→ WHAT IS EXPECTED:
Write out, exactly as they stand, the line containing "Every instance of the concrete road" and all subsequent lines up to and including the final line of the records.

→ SUPPLIED RECORDS:
>>>>

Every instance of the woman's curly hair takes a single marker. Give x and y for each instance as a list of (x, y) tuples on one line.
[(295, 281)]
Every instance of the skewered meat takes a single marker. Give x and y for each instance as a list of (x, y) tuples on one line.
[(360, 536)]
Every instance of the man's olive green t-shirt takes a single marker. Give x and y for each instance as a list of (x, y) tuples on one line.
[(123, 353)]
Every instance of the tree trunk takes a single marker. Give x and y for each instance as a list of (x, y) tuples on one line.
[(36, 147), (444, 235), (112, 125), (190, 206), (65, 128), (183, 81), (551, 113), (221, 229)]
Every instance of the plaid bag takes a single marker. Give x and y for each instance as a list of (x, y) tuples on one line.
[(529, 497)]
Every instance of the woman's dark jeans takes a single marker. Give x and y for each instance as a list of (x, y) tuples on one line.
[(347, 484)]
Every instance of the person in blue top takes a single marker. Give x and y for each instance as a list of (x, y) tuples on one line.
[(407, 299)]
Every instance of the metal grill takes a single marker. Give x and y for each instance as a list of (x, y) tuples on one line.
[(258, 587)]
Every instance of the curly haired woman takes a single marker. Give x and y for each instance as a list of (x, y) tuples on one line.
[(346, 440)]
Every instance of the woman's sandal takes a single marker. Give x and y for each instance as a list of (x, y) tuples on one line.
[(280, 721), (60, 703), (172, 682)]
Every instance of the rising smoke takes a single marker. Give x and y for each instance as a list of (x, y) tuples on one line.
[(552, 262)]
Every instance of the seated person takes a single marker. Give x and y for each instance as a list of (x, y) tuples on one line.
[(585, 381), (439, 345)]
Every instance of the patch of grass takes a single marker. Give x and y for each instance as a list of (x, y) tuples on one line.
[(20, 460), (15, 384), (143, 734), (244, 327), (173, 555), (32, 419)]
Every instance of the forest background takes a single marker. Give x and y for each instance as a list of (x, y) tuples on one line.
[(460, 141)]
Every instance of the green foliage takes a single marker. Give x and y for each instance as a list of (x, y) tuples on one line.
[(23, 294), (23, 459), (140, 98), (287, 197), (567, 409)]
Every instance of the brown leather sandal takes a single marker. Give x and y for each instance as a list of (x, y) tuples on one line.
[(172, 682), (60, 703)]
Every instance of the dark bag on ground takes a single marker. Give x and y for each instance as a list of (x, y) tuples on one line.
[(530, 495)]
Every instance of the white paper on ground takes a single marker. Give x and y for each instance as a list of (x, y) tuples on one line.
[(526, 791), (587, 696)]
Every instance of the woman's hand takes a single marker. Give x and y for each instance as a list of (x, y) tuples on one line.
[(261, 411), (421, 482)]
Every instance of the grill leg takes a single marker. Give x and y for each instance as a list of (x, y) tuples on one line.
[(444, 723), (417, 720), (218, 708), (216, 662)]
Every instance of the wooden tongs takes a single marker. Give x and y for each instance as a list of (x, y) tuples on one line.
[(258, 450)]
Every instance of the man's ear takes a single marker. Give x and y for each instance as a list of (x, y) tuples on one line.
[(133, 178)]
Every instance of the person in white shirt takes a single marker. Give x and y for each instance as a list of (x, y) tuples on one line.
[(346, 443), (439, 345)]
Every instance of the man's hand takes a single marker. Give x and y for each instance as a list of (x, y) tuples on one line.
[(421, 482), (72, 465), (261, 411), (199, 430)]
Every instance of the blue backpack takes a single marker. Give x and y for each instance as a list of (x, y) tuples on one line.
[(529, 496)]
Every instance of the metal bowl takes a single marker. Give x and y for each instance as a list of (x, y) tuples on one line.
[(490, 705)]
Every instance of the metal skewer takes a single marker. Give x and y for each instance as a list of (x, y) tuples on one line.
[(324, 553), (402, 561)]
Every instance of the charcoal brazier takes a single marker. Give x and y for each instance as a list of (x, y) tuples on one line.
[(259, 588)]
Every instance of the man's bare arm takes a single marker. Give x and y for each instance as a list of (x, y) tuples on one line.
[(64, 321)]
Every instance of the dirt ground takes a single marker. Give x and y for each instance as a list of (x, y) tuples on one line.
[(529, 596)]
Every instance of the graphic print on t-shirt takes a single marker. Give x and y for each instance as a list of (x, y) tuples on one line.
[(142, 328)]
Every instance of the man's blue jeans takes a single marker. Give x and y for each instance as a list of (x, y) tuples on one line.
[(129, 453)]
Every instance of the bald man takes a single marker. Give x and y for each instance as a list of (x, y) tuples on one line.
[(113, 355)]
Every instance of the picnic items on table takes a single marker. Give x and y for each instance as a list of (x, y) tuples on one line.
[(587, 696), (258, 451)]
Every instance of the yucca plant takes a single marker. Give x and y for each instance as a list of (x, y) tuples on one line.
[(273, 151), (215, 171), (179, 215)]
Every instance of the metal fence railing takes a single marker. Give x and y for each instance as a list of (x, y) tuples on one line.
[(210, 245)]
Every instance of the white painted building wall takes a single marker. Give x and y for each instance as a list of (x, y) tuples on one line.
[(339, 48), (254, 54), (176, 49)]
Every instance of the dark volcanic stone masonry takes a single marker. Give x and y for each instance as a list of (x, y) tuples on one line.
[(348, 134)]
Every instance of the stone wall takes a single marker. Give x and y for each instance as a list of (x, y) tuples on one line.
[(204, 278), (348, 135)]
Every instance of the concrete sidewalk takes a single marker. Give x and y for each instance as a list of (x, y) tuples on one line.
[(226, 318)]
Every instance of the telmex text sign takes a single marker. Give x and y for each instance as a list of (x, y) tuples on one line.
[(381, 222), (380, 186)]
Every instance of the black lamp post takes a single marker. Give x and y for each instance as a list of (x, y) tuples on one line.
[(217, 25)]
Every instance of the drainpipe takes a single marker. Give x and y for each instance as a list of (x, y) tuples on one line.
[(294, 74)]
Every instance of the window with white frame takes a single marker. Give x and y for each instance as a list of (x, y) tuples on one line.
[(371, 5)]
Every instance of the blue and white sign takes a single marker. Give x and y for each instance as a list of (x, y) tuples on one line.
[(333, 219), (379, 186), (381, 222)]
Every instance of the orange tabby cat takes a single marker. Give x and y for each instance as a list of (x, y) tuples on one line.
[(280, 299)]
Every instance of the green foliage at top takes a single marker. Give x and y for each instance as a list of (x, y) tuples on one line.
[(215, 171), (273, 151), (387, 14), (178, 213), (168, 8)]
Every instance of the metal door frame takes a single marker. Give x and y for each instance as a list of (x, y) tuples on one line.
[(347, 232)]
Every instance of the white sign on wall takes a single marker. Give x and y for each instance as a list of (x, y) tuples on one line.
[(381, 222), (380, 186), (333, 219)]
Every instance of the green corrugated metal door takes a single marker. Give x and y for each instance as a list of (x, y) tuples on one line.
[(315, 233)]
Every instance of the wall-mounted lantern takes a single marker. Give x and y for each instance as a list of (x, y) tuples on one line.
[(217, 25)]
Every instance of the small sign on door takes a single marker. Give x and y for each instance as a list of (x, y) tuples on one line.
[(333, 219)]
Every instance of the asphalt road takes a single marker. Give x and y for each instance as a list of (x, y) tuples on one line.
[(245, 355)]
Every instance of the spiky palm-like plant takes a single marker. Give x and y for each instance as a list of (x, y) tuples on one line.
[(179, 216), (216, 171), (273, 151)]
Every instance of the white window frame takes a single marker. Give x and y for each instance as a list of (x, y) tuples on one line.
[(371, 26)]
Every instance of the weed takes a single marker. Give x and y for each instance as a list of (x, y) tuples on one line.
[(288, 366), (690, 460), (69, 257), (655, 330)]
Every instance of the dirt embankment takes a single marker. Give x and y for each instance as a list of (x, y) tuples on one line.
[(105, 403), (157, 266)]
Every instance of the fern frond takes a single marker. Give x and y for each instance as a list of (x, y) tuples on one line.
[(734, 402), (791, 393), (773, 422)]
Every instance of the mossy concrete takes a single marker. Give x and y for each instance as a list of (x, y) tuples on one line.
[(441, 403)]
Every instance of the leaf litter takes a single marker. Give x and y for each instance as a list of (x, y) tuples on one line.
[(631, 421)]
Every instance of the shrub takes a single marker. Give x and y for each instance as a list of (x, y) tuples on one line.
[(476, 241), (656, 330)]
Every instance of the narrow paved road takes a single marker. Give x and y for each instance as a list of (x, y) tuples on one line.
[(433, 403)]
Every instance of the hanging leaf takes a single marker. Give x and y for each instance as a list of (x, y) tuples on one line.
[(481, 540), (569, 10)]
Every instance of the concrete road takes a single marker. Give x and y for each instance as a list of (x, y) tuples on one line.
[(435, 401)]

<<<<

→ TASK SOLUTION:
Every instance of the concrete road takes a single marker. Give x and y for each instance as a list of (x, y) tuples on one line.
[(435, 401)]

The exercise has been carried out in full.